*Input data*
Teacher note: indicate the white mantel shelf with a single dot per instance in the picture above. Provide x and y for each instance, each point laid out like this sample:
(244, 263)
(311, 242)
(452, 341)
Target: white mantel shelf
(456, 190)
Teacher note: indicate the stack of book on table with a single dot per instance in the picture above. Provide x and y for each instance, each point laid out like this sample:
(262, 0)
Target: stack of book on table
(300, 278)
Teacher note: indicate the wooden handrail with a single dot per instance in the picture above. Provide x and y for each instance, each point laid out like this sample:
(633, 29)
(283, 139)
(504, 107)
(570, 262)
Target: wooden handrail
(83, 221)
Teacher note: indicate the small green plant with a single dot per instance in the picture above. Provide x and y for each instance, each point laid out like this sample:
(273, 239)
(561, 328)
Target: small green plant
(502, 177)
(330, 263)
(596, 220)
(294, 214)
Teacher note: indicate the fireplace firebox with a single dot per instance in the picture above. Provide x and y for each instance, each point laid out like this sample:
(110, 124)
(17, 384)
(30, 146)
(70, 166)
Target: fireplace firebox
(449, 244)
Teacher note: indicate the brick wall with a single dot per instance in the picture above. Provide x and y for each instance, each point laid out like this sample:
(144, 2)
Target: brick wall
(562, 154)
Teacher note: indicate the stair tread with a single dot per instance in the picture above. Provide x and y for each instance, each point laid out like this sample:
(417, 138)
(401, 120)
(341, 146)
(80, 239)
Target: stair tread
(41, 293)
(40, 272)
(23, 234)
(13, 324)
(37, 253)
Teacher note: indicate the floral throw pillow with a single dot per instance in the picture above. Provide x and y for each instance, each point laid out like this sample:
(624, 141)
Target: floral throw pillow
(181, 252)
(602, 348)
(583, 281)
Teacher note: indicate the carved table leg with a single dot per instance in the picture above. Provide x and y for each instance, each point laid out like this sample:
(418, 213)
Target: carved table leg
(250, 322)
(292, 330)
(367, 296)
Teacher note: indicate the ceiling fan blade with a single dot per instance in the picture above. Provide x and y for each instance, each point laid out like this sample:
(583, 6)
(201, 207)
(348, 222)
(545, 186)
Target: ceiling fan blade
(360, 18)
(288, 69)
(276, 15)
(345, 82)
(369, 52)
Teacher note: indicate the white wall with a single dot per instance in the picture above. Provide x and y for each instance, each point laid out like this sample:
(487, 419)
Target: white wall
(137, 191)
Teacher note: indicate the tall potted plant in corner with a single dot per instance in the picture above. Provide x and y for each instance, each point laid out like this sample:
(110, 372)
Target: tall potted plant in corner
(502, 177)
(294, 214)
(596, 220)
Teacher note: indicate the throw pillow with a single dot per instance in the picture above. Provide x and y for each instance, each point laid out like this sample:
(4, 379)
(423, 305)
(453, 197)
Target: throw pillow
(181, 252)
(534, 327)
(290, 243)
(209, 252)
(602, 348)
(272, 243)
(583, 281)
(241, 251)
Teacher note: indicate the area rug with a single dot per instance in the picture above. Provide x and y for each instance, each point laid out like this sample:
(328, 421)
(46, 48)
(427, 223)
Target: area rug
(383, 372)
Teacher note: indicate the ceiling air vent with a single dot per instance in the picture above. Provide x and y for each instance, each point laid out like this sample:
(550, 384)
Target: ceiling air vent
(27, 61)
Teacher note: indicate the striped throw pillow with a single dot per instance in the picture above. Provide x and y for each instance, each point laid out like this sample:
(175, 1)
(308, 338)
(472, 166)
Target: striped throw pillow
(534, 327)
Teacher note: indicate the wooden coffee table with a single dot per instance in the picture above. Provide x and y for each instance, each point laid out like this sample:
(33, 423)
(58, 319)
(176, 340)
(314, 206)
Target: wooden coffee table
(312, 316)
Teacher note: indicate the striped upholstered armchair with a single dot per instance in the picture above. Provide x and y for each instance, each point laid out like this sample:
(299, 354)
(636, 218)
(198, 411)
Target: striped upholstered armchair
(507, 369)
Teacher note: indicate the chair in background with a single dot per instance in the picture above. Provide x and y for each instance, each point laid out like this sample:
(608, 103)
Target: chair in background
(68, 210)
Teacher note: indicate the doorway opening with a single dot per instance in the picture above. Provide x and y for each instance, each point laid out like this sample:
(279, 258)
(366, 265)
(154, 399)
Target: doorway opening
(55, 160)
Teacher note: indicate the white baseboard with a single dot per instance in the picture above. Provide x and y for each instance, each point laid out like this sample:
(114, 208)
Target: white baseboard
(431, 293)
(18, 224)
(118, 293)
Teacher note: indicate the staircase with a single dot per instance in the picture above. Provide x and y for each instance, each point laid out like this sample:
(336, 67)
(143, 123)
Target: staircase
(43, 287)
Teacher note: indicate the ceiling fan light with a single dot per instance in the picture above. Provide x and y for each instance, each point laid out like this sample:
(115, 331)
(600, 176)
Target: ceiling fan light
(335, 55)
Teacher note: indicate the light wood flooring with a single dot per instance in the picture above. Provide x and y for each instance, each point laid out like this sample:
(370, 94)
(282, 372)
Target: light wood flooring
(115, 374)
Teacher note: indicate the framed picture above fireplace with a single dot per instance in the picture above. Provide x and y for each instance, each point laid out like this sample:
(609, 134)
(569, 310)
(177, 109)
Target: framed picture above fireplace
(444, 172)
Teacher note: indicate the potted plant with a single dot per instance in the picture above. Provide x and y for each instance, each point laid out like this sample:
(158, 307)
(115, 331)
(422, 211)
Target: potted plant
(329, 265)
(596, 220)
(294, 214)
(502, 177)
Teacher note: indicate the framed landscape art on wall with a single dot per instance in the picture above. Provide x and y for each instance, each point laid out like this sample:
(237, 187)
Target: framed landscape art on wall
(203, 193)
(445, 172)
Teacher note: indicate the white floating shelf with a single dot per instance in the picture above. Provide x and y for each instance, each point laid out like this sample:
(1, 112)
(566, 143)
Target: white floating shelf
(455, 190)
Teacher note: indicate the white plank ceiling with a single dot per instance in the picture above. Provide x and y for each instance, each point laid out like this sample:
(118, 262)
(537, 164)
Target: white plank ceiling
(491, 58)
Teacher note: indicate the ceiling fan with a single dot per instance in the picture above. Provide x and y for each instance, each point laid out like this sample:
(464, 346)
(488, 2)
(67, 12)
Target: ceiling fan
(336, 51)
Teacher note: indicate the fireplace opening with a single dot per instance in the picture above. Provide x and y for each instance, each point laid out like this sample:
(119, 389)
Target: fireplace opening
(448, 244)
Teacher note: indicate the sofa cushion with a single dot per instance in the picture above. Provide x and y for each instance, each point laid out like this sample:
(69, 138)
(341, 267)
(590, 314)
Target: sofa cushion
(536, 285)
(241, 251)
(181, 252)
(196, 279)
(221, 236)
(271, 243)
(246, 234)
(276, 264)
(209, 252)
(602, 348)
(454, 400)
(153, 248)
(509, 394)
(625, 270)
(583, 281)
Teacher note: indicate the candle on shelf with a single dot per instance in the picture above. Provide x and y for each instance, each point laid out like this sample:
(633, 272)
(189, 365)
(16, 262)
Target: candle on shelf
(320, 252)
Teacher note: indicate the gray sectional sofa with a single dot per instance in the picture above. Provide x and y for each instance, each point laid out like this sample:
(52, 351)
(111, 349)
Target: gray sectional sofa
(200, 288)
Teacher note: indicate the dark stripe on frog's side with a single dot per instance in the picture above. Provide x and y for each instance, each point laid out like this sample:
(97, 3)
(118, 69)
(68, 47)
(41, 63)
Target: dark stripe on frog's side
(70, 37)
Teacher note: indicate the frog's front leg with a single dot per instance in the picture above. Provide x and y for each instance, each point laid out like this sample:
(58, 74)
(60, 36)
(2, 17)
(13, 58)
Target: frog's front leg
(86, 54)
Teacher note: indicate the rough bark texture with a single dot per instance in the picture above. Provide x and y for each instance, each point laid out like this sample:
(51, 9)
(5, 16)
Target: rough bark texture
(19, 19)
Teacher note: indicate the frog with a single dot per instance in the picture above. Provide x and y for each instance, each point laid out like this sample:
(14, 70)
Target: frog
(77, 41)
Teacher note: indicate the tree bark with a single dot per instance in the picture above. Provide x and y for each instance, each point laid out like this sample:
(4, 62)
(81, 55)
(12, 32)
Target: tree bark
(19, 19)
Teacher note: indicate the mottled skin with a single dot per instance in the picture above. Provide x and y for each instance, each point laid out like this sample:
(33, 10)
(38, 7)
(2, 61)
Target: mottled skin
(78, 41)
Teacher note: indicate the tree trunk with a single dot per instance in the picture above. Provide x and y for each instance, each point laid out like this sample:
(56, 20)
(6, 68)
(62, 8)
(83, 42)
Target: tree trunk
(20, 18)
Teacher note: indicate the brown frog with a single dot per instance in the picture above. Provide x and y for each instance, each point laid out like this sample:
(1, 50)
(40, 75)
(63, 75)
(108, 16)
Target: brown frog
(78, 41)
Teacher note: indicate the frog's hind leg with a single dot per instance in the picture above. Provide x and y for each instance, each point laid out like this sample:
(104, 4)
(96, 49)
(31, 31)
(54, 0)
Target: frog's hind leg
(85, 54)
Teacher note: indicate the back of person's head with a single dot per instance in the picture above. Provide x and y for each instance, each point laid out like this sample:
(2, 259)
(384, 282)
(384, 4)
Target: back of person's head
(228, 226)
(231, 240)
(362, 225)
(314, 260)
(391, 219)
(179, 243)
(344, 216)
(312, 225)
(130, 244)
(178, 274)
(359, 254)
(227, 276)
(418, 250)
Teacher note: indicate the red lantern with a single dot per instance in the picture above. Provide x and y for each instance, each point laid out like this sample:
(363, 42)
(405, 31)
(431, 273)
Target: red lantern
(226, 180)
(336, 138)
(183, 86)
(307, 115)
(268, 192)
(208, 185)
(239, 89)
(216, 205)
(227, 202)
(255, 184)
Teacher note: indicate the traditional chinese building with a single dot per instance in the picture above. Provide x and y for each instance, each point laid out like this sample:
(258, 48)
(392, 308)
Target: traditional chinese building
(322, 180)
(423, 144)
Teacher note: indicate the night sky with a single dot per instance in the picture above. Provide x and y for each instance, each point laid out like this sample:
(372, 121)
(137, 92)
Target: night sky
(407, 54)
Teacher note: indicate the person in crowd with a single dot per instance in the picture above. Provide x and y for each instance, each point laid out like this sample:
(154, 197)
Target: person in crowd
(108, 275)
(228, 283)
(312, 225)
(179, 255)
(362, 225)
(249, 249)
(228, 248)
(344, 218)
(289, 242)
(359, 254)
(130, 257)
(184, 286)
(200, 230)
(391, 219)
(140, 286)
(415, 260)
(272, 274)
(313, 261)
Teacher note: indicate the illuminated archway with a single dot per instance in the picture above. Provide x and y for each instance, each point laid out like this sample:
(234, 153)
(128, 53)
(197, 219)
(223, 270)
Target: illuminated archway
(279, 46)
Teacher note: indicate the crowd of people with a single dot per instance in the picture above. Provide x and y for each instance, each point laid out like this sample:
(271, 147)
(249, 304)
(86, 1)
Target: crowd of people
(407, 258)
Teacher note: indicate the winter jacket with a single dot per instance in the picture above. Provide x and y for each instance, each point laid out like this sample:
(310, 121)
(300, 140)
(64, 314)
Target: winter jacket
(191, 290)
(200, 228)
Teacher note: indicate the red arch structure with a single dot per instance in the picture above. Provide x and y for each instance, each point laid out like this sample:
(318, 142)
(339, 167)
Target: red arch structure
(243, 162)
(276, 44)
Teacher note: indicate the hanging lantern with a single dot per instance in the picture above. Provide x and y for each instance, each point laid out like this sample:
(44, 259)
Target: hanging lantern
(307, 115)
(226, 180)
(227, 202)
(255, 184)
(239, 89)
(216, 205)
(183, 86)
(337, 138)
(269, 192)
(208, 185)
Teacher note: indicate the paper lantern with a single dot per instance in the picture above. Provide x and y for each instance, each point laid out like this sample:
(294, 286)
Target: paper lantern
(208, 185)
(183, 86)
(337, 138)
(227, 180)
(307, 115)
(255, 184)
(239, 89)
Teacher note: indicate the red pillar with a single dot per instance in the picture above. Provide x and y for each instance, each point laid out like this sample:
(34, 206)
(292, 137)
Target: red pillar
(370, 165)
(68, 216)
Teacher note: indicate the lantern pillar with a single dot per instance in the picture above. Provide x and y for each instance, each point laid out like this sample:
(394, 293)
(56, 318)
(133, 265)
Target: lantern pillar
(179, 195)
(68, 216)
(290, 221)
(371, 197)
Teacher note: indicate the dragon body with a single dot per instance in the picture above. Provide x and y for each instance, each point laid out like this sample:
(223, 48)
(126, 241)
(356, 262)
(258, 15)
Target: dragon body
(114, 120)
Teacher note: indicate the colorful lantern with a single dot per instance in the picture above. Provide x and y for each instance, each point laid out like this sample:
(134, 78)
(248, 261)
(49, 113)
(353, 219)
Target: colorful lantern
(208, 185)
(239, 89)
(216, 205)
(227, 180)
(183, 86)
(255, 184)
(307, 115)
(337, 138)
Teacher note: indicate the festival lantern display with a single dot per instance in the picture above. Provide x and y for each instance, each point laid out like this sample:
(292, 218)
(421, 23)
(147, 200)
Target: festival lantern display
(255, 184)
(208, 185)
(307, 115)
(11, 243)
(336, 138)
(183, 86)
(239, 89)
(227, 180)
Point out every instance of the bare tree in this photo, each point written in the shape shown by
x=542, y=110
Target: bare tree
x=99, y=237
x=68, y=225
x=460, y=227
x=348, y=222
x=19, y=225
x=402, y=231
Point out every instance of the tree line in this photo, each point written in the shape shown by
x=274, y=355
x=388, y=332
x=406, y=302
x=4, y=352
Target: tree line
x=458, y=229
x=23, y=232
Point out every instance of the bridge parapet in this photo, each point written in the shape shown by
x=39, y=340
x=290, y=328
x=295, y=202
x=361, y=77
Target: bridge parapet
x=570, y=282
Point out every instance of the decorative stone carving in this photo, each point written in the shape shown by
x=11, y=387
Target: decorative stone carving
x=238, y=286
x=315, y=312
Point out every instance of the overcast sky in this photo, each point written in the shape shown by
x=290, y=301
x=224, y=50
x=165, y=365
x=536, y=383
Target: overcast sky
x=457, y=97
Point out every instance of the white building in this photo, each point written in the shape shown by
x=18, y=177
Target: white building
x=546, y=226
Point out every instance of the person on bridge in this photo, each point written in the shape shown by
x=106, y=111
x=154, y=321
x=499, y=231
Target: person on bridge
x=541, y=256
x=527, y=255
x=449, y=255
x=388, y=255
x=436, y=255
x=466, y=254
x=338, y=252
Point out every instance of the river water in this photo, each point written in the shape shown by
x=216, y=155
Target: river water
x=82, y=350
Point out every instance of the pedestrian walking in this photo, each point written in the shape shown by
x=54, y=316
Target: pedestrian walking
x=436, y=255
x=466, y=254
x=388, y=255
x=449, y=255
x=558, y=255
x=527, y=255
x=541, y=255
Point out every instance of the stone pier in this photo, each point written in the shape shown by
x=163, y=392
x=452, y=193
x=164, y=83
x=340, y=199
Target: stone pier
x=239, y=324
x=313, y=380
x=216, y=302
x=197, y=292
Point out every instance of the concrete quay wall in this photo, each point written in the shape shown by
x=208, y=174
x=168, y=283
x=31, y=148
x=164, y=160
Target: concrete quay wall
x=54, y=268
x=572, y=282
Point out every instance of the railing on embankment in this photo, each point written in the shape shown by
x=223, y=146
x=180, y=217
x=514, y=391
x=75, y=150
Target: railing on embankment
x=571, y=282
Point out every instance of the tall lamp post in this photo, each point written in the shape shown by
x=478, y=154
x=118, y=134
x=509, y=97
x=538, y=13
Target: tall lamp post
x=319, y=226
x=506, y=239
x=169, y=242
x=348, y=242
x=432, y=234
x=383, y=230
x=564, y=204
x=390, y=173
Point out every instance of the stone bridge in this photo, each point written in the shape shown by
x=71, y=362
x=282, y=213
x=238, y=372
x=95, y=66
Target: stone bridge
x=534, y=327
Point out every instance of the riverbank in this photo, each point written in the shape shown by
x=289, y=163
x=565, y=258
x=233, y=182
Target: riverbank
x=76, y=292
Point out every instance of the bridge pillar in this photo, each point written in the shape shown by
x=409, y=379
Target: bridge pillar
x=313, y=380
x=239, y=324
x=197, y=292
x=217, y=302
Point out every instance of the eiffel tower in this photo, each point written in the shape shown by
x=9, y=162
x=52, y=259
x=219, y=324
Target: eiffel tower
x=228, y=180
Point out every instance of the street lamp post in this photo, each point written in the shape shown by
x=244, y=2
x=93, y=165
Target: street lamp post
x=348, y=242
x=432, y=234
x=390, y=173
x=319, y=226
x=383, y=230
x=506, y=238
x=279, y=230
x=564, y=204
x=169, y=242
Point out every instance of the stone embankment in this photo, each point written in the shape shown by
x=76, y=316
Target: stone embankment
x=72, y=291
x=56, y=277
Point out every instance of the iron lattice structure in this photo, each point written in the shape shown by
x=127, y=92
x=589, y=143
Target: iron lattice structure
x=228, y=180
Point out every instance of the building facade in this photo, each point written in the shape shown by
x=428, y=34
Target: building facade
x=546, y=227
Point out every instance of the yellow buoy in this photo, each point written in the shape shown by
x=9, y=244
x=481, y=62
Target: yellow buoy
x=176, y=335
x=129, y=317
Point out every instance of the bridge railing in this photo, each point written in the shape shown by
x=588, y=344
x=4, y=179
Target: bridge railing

*Work item*
Out of the listing above, reproduce exactly the lines from the one with "Target: red lantern" up to and including the one with "Teacher note: indicate the person".

*Task result*
Target: red lantern
(226, 180)
(336, 138)
(183, 86)
(307, 115)
(268, 192)
(208, 185)
(239, 89)
(216, 205)
(227, 202)
(255, 184)
Teacher note: indicate the traditional chinese building with a single dot per instance in the picture above. Provide x and y for each instance, each point laid out like this sample:
(258, 48)
(392, 308)
Target: traditional chinese building
(322, 180)
(423, 144)
Teacher note: indicate the night sky with a single dot per instance in the picture above. Provide x and y for each instance, each point laid out like this sample:
(372, 121)
(137, 92)
Target: night sky
(407, 54)
Teacher note: indicate the person in crowd with a single dot per instance in the picture above. Provide x and y for each instance, each point laid out like this sample:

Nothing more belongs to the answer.